— begin —

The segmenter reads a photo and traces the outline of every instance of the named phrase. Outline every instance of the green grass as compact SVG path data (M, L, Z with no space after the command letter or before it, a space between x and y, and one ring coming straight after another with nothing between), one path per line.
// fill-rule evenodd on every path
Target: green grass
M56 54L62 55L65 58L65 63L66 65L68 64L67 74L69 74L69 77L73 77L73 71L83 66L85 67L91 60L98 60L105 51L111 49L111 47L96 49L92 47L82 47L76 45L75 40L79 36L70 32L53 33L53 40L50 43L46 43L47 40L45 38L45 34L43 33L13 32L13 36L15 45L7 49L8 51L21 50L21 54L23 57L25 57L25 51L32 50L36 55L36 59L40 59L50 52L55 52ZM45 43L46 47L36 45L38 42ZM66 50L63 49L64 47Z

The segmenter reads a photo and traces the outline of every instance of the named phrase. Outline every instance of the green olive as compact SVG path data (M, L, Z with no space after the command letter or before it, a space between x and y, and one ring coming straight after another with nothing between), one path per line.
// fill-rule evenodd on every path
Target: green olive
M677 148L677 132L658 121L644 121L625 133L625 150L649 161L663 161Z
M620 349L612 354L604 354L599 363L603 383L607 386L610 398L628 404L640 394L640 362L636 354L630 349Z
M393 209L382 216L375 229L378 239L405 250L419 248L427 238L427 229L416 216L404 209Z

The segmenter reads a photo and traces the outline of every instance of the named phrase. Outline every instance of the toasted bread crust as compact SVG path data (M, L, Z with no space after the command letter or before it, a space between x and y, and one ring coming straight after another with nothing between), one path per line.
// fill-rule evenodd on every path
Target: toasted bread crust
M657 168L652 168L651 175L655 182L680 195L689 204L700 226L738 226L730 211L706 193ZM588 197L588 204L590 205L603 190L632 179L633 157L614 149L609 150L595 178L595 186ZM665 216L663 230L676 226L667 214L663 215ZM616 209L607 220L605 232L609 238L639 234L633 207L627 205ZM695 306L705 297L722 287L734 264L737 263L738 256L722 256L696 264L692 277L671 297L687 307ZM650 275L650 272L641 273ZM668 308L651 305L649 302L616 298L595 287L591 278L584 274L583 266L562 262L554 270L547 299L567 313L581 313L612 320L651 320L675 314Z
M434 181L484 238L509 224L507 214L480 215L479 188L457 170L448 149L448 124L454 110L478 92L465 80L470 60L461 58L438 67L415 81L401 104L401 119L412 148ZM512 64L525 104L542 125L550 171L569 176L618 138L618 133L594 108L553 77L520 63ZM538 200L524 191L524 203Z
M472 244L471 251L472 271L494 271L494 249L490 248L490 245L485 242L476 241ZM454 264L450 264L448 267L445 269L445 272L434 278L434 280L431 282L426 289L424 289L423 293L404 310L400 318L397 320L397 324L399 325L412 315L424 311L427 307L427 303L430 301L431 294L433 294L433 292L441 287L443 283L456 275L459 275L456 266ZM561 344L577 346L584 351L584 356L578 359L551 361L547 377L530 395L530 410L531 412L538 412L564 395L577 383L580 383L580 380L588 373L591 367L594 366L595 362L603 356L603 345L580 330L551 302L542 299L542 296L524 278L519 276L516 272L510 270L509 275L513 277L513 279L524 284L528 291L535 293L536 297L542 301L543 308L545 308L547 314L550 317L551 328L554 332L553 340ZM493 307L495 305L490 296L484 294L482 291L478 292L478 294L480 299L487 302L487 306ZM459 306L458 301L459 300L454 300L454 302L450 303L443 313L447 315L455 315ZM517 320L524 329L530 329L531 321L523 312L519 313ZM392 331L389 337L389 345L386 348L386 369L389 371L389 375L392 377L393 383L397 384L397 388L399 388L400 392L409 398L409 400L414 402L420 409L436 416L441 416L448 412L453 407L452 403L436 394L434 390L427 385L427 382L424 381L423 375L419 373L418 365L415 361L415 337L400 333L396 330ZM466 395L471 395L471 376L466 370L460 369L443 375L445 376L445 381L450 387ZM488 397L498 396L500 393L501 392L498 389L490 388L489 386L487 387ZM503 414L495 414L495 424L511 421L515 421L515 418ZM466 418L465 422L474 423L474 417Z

— end —

▶ [Required task]:
Duplicate the listing lines starting at the one containing "the green olive" and ending at the one containing "M677 148L677 132L658", both included.

▶ [Solution for this exercise]:
The segmenter reads a photo and traces the outline of every instance of the named phrase. Outline every instance of the green olive as compact SVG path data (M, L, Z with no space after the command letter or before it, a space between x and y, and one ring coming straight after another with nothing between), one path per line.
// fill-rule evenodd on every path
Target: green olive
M677 148L677 132L658 121L644 121L625 133L625 150L649 161L663 161Z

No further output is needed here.